EXERCISE DESCRIPTION
Beginning with the line containing "The component shall indicate one point per instance of the metal" and ending with the last line of the records, set down every line exactly.

start DATA LINES

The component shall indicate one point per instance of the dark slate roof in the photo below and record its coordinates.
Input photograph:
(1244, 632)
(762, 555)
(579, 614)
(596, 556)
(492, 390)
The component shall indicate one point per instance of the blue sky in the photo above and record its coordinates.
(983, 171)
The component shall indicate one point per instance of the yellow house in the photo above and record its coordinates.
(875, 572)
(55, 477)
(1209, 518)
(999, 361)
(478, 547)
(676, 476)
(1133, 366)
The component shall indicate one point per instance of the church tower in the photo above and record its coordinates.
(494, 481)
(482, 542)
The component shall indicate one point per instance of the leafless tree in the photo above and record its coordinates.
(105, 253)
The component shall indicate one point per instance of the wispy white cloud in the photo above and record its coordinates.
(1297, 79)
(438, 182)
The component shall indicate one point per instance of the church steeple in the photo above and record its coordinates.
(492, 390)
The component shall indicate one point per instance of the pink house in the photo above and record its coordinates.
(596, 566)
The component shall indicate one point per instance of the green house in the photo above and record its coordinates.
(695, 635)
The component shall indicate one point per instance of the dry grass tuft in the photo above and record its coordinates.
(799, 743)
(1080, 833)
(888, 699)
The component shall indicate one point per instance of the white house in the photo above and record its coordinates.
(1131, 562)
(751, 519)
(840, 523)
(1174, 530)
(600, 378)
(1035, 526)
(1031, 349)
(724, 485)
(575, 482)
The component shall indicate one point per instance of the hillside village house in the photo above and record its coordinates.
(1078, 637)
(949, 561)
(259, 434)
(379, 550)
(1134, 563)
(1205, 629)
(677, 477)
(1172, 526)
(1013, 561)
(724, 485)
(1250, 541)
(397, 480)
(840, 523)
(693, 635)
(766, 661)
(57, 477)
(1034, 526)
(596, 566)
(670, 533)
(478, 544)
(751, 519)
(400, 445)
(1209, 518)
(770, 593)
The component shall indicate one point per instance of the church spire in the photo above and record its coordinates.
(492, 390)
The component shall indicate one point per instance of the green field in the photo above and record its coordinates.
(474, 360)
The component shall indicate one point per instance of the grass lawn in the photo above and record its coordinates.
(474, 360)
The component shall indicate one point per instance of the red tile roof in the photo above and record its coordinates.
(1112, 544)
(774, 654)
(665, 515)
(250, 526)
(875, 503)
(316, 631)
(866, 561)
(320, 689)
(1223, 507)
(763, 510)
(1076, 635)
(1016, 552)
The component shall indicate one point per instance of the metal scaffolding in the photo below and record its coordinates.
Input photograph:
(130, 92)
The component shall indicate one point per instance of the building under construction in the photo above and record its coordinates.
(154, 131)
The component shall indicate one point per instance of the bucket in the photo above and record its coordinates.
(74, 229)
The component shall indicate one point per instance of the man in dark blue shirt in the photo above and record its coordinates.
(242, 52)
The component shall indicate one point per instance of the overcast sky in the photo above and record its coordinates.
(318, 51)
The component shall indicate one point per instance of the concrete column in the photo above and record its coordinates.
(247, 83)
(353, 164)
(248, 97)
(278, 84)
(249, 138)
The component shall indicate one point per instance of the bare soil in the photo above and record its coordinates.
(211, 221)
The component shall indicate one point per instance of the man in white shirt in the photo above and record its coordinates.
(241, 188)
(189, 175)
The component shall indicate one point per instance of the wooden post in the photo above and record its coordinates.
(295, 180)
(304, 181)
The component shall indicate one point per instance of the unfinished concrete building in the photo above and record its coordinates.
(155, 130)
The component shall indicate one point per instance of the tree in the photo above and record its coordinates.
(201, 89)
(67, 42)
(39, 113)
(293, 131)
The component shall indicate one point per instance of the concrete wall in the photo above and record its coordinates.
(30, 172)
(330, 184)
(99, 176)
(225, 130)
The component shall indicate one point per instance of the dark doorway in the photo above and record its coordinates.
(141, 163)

end DATA LINES

TASK ANSWER
The component shall indicate one point per instance of the metal scaffolding in the photo below and record its coordinates.
Input photograph:
(130, 92)
The component shall indicate one point per instance of the building under construction in the photo above and record its coordinates.
(154, 131)
The component shall indicate one point per instance of the bucket in the photo above and record its coordinates.
(74, 229)
The component shall indicate one point per instance of the man in dark blue shirt in the photo above and record its coordinates.
(242, 52)
The component shall indicate one point per instance of the overcast sky in the photo above and record its coordinates.
(318, 51)
The component shall indicate one point per instance of the concrete column in the photo above and record its coordinates.
(247, 83)
(353, 164)
(248, 97)
(278, 84)
(249, 138)
The component shall indicate one point per instance of the bare soil in the photo above and record its coordinates.
(211, 221)
The component shall indicate one point per instance of the man in white shirt in the photo above and record its coordinates.
(241, 188)
(189, 175)
The component shall indicate one point per instance of the wooden post in the photo above and record its coordinates.
(295, 180)
(304, 181)
The component shall indicate one point per instance of the unfinished concrete building in the photo above and record its coordinates.
(155, 130)
The component shall indicate one point per instance of the tree in the photo above and record its coordinates.
(201, 89)
(67, 42)
(39, 113)
(293, 131)
The component shall indicate one point per instance of the concrete wall in the photo above and record its coordinates.
(30, 172)
(330, 184)
(99, 176)
(225, 130)
The component shall indicate one point per instance of the dark doorway in the photo above and record its coordinates.
(141, 163)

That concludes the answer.